### Short exercise A
Set down the passage on the exam sections word for word, from "There is a gradual" to "on. The allotted time is 20 minutes.".
### Short exercise B
Rewrite all the rows below, substituting "image" for every occurrence of "photograph" and leaving everything else in those rows unchanged.
━━━ Quoted text ━━━
There is a gradual increase in the difficulty level in the order of the questions, except for the text comprehension questions (which are arranged in the order in which the question topic appears in the text).

As mentioned, the verbal reasoning score obtained by the examinees is the weighting of the score given for the section of multiple-choice questions together with that given for the writing task section. It is not possible to know the exact score of each.

===Quantitative reasoning===
As of 2020, the quantitative reasoning section contains 20 questions covering various areas of mathematics, such as geometry, algebra, percentages, averages, ratio questions, drawing conclusions from a diagram, and so on. The allotted time is 20 minutes.

For the most part, the difficulty level of questions in the section increases – as the more difficult questions appear last. The mathematical knowledge required for the quantitative reasoning section is similar to that required for the high school matriculation examination in mathematics at the three-unit level – the minimum level required for obtaining a high school matriculation certificate and for admission to academic studies.

===English===
As of 2020, the English section contains 22 questions and the allotted time is 20 minutes. This section tests the examinee's proficiency in the English language; there are three types of questions:

- Sentence Completion – This question type examines the vocabulary level of the examinee and the ability to infer meaning from context.
- Restatement – This item type consists of a sentence followed by four possible ways of restating the main idea of that sentence. Examinees are required to choose a restatement which best expresses the meaning of the original sentence.
- Reading comprehension – Two relatively long texts are presented, each of which is followed by several reading comprehension questions.
- The difficulty level of the questions in each section of the section increases gradually, except for the reading comprehension section (where the questions are arranged in the order in which the question topic appears in the text).
━━━ Supplied data ━━━
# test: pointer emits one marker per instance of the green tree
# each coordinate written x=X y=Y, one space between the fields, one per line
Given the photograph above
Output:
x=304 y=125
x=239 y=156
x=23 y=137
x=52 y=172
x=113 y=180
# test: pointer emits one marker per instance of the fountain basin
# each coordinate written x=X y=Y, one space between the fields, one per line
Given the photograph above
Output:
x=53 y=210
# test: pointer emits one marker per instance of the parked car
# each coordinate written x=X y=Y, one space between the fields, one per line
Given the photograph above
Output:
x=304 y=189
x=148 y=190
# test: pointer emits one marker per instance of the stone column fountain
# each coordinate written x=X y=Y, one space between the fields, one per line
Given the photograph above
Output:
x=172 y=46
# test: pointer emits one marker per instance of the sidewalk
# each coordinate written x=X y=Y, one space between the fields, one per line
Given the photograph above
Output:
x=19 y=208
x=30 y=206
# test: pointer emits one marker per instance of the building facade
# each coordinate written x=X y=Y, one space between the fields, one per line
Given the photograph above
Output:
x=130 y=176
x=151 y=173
━━━
### Correct answer A
There is a gradual increase in the difficulty level in the order of the questions, except for the text comprehension questions (which are arranged in the order in which the question topic appears in the text).

As mentioned, the verbal reasoning score obtained by the examinees is the weighting of the score given for the section of multiple-choice questions together with that given for the writing task section. It is not possible to know the exact score of each.

===Quantitative reasoning===
As of 2020, the quantitative reasoning section contains 20 questions covering various areas of mathematics, such as geometry, algebra, percentages, averages, ratio questions, drawing conclusions from a diagram, and so on. The allotted time is 20 minutes.

### Correct answer B
# test: pointer emits one marker per instance of the green tree
# each coordinate written x=X y=Y, one space between the fields, one per line
Given the image above
Output:
x=304 y=125
x=239 y=156
x=23 y=137
x=52 y=172
x=113 y=180
# test: pointer emits one marker per instance of the fountain basin
# each coordinate written x=X y=Y, one space between the fields, one per line
Given the image above
Output:
x=53 y=210
# test: pointer emits one marker per instance of the parked car
# each coordinate written x=X y=Y, one space between the fields, one per line
Given the image above
Output:
x=304 y=189
x=148 y=190
# test: pointer emits one marker per instance of the stone column fountain
# each coordinate written x=X y=Y, one space between the fields, one per line
Given the image above
Output:
x=172 y=46
# test: pointer emits one marker per instance of the sidewalk
# each coordinate written x=X y=Y, one space between the fields, one per line
Given the image above
Output:
x=19 y=208
x=30 y=206
# test: pointer emits one marker per instance of the building facade
# each coordinate written x=X y=Y, one space between the fields, one per line
Given the image above
Output:
x=130 y=176
x=151 y=173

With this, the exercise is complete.